EXERCISE INPUTS —
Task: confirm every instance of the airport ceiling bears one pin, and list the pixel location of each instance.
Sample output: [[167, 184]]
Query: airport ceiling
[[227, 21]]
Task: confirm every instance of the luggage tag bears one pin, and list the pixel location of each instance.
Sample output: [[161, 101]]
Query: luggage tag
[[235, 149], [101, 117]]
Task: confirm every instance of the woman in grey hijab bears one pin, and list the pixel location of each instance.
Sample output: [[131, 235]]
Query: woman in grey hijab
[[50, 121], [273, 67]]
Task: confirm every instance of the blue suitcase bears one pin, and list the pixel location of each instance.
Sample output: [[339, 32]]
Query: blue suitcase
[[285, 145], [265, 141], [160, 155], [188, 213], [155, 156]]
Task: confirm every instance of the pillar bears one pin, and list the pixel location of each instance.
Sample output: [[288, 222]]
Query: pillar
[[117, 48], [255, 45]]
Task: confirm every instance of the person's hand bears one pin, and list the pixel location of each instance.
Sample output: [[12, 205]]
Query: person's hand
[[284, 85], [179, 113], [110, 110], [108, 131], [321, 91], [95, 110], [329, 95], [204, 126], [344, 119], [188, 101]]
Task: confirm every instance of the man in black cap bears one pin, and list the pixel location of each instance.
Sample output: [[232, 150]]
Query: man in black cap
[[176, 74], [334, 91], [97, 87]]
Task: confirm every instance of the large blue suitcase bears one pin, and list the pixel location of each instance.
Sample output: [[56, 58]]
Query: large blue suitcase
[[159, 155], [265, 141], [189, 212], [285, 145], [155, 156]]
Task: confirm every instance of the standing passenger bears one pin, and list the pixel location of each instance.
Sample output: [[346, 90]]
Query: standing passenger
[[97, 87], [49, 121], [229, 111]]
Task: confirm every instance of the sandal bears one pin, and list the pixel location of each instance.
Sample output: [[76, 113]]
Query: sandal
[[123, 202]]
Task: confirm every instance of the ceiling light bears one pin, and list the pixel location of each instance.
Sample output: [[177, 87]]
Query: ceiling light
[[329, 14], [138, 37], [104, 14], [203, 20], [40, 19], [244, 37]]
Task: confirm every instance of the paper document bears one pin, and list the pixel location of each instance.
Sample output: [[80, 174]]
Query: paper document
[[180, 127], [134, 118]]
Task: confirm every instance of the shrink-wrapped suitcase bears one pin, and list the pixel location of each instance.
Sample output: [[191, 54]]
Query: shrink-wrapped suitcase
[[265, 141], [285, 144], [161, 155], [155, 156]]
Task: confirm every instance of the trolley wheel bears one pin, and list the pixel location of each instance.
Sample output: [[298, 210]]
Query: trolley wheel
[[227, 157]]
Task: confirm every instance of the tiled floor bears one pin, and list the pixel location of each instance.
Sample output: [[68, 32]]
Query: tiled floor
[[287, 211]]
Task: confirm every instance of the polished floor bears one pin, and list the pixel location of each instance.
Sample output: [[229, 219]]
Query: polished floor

INSTRUCTIONS TO FOLLOW —
Convert every line of the listing above into a Markdown table with the columns Row and Line. Put a running number under Row and the line's text under Line, and skip blank lines.

TASK SOLUTION —
| Row | Line |
|---|---|
| 1 | Task: confirm every instance of the airport ceiling bears one pin, and list the pixel location of each instance. |
| 2 | Sample output: [[167, 184]] |
| 3 | Query: airport ceiling |
| 4 | [[227, 21]] |
| 5 | Task: confirm every instance of the luggage tag bears one pin, and list the pixel location of each instance. |
| 6 | Sample output: [[161, 101]] |
| 7 | Query: luggage tag |
| 8 | [[235, 149], [101, 117]] |
| 9 | Task: confirm every instance of the woman in grey hijab bears one pin, and list the pixel location of each instance. |
| 10 | Sample output: [[131, 235]] |
| 11 | Query: woman in grey hijab |
| 12 | [[50, 121], [273, 67]] |
| 13 | Task: confirm every instance of the blue suitcase bears one pin, and list the pixel location of each instance. |
| 14 | Sample output: [[339, 32]] |
| 15 | Query: blue suitcase |
| 16 | [[285, 145], [265, 141], [160, 155], [188, 213], [155, 156]] |
| 17 | Task: confirm every instance of the pillar bears one pin, and list the pixel location of each instance. |
| 18 | Sample output: [[288, 222]] |
| 19 | Query: pillar |
| 20 | [[117, 48], [255, 45]] |
| 21 | Task: confirm every instance of the person's hand bears one pin, and list the pixel location of each instance. |
| 22 | Sample output: [[12, 205]] |
| 23 | Query: person's hand |
| 24 | [[284, 85], [179, 113], [110, 110], [108, 131], [321, 91], [95, 110], [329, 95], [204, 126], [344, 119], [188, 101]] |
| 25 | Task: confirm every instance of the man in black cap bears one pin, and list the pixel location of each instance. |
| 26 | Sample output: [[232, 150]] |
| 27 | Query: man in black cap |
| 28 | [[176, 74], [334, 91], [97, 87]] |
| 29 | Task: confirm every instance of the large blue suitcase bears one pin, and list the pixel location of each instance. |
| 30 | Sample output: [[56, 58]] |
| 31 | Query: large blue suitcase |
| 32 | [[159, 155], [265, 141], [189, 212], [285, 145], [155, 156]] |
| 33 | Task: confirm every instance of the standing passenger bears one pin, and list the pixel location of each instance. |
| 34 | Sample output: [[346, 90]] |
| 35 | Query: standing passenger |
| 36 | [[97, 87], [49, 121], [229, 111]] |
| 37 | Task: confirm every instance of the sandal bears one pin, and list the pixel location of each instance. |
| 38 | Sample output: [[76, 113]] |
| 39 | Query: sandal |
| 40 | [[123, 202]] |
| 41 | Task: confirm every instance of the ceiling light bears one pin, and list the pixel location of each instance. |
| 42 | Sample output: [[177, 87]] |
| 43 | Query: ceiling light |
| 44 | [[329, 14], [138, 37], [104, 14], [203, 20], [40, 19], [244, 37]] |
| 45 | Task: confirm every instance of the paper document bears one pin, and list the pixel location of each instance. |
| 46 | Sample output: [[80, 174]] |
| 47 | Query: paper document |
| 48 | [[180, 127], [134, 118]] |
| 49 | Task: confirm every instance of the shrink-wrapped suitcase bears one pin, and list the pixel location of each instance. |
| 50 | Sample output: [[191, 54]] |
| 51 | Query: shrink-wrapped suitcase |
| 52 | [[265, 141], [285, 144], [161, 155], [155, 156]] |
| 53 | Task: confirm every instance of the trolley wheel bears one pin, and list the pixel location of each instance. |
| 54 | Sample output: [[298, 210]] |
| 55 | Query: trolley wheel |
| 56 | [[227, 157]] |
| 57 | Task: confirm every instance of the tiled floor bears one pin, and list the pixel location of each instance. |
| 58 | Sample output: [[68, 32]] |
| 59 | Query: tiled floor |
| 60 | [[287, 211]] |
| 61 | Task: confirm every instance of the polished floor bears one pin, and list the pixel location of each instance. |
| 62 | Sample output: [[229, 219]] |
| 63 | Query: polished floor |